** start Material for this exercise **
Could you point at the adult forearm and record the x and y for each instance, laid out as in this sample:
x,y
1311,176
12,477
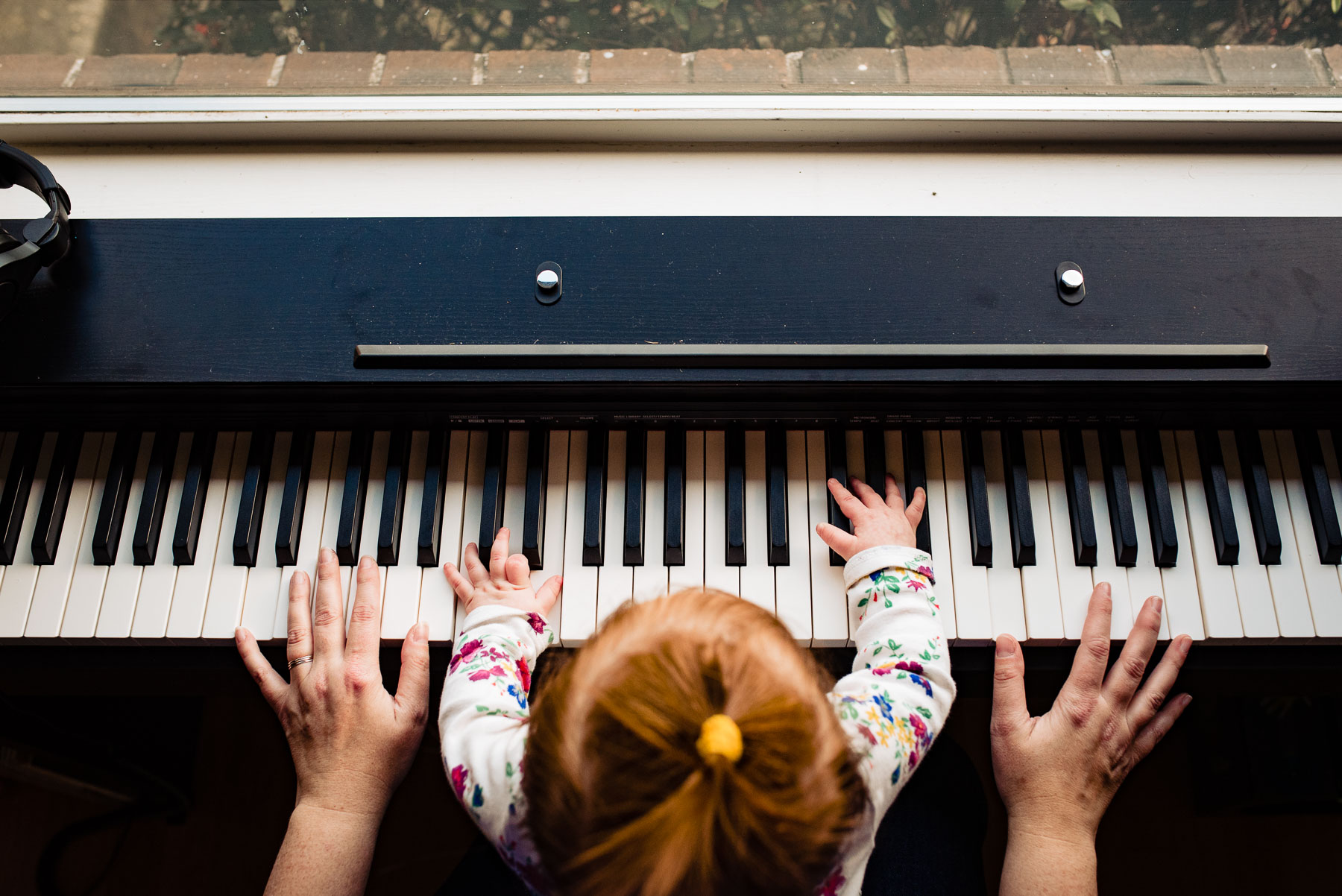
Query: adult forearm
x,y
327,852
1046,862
** end Material for this exercise **
Output every one of the rows above word for word, leaving out the pictures.

- [Correct result]:
Could you point at the adult forearm and record the x and y for each instance, laid out as in this sample:
x,y
1311,176
12,477
Query: adult forearm
x,y
327,852
1046,862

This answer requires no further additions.